Revise the entries below so that "indicate" becomes "mark" wherever it occurs. Keep every other line and character unchanged.

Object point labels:
────────────────────

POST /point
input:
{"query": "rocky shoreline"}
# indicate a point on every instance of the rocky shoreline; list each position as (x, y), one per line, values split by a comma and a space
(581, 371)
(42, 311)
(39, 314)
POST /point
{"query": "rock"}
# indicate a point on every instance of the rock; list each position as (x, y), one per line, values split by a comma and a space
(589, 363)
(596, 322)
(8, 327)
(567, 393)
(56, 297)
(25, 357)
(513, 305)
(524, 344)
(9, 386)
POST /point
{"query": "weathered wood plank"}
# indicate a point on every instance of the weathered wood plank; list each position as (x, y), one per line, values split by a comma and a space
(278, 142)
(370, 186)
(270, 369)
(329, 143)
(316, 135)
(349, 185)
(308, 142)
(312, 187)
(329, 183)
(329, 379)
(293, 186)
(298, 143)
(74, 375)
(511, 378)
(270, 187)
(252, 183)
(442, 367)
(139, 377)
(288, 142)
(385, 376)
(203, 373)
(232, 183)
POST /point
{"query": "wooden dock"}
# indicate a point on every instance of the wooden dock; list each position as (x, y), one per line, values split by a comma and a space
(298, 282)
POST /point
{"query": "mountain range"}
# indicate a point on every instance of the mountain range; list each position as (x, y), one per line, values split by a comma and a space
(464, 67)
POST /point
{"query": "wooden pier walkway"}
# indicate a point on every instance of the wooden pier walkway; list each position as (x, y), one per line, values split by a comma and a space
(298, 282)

────────────────────

Solution to this problem =>
POST /point
input:
{"query": "rocky shoreline"}
# mark a point on every instance of the rocky shoreline; list each position as (x, y), one per line, values split by a comma and a space
(581, 371)
(42, 311)
(39, 314)
POST /point
{"query": "rock"}
# mark a point on every instance of the rock; list each position as (x, y), one per line, values split by a comma and a space
(589, 363)
(596, 322)
(8, 327)
(567, 393)
(56, 297)
(25, 357)
(513, 305)
(524, 344)
(9, 386)
POST /point
{"query": "weathered wood plank"}
# mark a point on every instance of the weathered wood plank; list each position as (x, y), one per line, values split by a comma and a space
(278, 142)
(370, 186)
(270, 369)
(329, 143)
(316, 135)
(349, 185)
(308, 142)
(312, 187)
(329, 183)
(329, 379)
(293, 186)
(298, 143)
(74, 375)
(511, 378)
(270, 187)
(252, 183)
(442, 367)
(139, 377)
(288, 142)
(385, 376)
(203, 373)
(232, 183)
POST /point
{"query": "wooden dock"}
# mark a point on every instance of the wooden dock; list each position as (x, y), one per line, values split by a comma and a space
(298, 282)
POST /point
{"query": "mountain range"}
# mark a point on every instance of the mountain range; list each position as (x, y), one per line, values split by a comma and a space
(464, 67)
POST /point
{"query": "wooden pier walkway"}
# mark a point on every instance of the wooden pier walkway; list each position as (x, y), one per line, values split by a comma and a space
(298, 282)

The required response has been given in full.